Document:
----------

A propos de la décision de la CJUE C-311/18 du 16 juillet 2020

20/07/2020

Le Privacy Shield est un mécanisme juridique visant à sécuriser les transferts de données personnelles entre l’Union européenne (UE) et les Etats-Unis. Il vient d’être invalidé par la Cour de justice de l’Union européenne (CJUE).

Adopté pour succéder au Safe Harbor, qui avait lui-même été invalidé par la CJUE, le Privacy Shield avait été instauré par décision de la Commission européenne (décision 2016/1250 du 12 juillet 2016 ; faisant suite à CJUE, 6 octobre 2015, C-361/14).

Les motifs de la décision de la CJUE

La CJUE invalide le Privacy Shield en raison, d'une part, des garanties insuffisantes du programme de surveillance américain en matière de protection des données à caractère personnel et, d'autre part, du fait de l'insuffisance de la protection juridictionnelle des individus en cas de violation de leurs droits à la protection de leurs données.

La règlementation américaine permet, pour des raisons de sécurité nationale et d’intérêt public, l’accès aux données transférées depuis l’UE et leur utilisation par les autorités américaines, sans limiter ces accès au strict nécessaire ni offrir aux personnes des droits opposables aux autorités américaines. Elle contredit ainsi les droits et garanties offerts par le droit de l’UE.

Le mécanisme de médiation instauré par le Privacy Shield ne fournit pas aux personnes dont les données personnelles sont transférées vers les Etats-Unis une voie de recours devant un organe offrant des garanties substantiellement équivalentes à celles requises par le droit de l’UE. En effet, l’indépendance du médiateur en charge des litiges dans le cadre du Privacy Shield n’est pas assurée et celui-ci ne peut pas adopter de décisions contraignantes à l’égard des autorités de renseignement américaines.

En conséquence, les transferts de données à destination des Etats-Unis réalisés sur le fondement du Privacy Shield sont désormais illicites.

Qu’en est-il des autres mécanismes de transfert de données à destination d’Etats tiers à l’UE ?

Les clauses contractuelles types permettant les transferts de données à caractère personnel vers des sous-traitants établis dans des pays tiers demeurent conformes au droit de l’UE.

  • La CJUE constate que la décision 2010/87 du 5 février 2010 de la Commission européenne relative aux clauses-types prévoit des mécanismes efficaces permettant de suspendre ou d’interdire les transferts en cas de violation des clauses et d’assurer que le niveau de protection des données requis par le droit de l’UE est respecté.

----------

Données fournies:
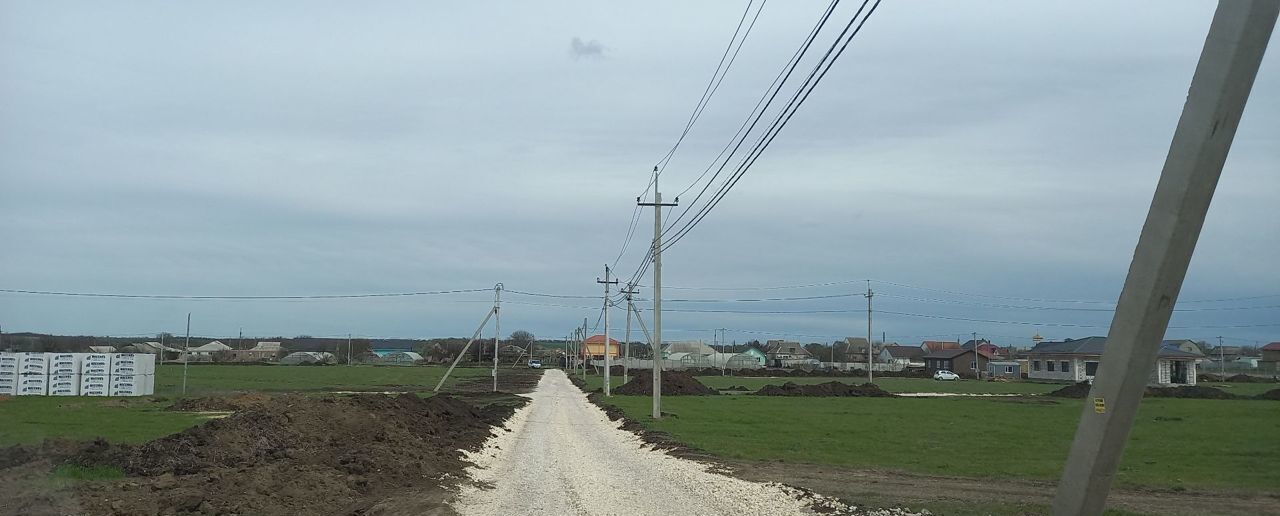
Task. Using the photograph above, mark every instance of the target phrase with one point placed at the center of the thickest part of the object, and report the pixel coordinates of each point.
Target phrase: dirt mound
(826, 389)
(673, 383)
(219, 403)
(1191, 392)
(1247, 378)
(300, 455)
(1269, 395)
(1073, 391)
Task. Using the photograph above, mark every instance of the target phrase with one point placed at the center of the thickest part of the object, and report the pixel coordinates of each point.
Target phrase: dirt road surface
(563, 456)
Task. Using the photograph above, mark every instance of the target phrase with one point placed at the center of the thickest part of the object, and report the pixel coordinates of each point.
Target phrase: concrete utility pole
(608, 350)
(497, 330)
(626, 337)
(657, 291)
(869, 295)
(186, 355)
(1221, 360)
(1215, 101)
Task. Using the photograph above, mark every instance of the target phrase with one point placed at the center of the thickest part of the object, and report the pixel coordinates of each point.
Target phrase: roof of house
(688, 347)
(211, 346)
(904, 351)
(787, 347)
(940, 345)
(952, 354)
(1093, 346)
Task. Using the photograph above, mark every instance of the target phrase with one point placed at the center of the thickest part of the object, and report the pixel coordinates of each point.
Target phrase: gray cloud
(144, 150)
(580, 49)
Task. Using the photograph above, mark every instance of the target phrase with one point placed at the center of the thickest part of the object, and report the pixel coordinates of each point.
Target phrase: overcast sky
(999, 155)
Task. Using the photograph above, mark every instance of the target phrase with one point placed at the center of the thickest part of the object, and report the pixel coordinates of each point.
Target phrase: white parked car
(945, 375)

----------

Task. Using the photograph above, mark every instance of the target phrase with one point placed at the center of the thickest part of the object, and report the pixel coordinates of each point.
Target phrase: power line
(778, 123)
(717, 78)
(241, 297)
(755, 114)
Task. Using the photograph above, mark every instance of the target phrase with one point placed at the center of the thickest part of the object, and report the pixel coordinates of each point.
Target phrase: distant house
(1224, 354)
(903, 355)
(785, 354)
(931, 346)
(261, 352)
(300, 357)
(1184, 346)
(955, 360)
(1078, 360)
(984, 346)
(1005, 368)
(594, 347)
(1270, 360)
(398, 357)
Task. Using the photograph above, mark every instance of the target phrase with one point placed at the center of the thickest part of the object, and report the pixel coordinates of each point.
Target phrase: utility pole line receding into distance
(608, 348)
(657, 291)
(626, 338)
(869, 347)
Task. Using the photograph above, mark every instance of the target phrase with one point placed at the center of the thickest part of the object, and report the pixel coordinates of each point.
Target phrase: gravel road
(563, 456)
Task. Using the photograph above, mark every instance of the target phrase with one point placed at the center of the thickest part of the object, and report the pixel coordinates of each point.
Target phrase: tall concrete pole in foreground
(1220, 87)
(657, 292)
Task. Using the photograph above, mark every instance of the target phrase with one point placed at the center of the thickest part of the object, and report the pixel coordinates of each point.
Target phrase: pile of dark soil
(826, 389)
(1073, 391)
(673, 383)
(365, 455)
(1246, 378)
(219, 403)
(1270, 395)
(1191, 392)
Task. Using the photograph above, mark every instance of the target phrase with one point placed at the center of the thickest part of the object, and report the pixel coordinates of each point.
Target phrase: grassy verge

----------

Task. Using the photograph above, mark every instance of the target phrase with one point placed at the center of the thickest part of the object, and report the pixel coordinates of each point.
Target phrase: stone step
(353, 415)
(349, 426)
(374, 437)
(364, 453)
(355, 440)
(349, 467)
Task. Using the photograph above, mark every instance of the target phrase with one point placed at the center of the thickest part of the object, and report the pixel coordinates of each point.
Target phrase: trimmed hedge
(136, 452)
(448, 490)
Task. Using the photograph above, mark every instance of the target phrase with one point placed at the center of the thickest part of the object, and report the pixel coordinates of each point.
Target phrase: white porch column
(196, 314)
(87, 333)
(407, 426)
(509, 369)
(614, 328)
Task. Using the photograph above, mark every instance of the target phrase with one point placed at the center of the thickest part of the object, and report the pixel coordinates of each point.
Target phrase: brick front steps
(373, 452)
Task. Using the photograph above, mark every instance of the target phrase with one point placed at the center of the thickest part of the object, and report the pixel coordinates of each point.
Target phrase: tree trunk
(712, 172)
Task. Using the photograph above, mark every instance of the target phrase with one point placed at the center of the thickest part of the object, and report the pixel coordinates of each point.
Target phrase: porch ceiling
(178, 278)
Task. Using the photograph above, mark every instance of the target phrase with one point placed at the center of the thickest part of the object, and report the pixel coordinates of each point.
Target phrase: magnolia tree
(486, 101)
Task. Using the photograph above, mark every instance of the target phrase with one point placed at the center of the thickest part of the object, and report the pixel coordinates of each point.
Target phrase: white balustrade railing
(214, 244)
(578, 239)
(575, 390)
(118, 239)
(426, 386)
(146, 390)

----------

Consigne: Recopiez mot pour mot le passage de la note sur l'invalidation du Privacy Shield qui commence par « Le mécanisme de » et se poursuit jusqu'à « tiers à l’UE ? ». La liste n'intervient pas dans cet exercice.

Réponse attendue:
Le mécanisme de médiation instauré par le Privacy Shield ne fournit pas aux personnes dont les données personnelles sont transférées vers les Etats-Unis une voie de recours devant un organe offrant des garanties substantiellement équivalentes à celles requises par le droit de l’UE. En effet, l’indépendance du médiateur en charge des litiges dans le cadre du Privacy Shield n’est pas assurée et celui-ci ne peut pas adopter de décisions contraignantes à l’égard des autorités de renseignement américaines.

En conséquence, les transferts de données à destination des Etats-Unis réalisés sur le fondement du Privacy Shield sont désormais illicites.

Qu’en est-il des autres mécanismes de transfert de données à destination d’Etats tiers à l’UE ?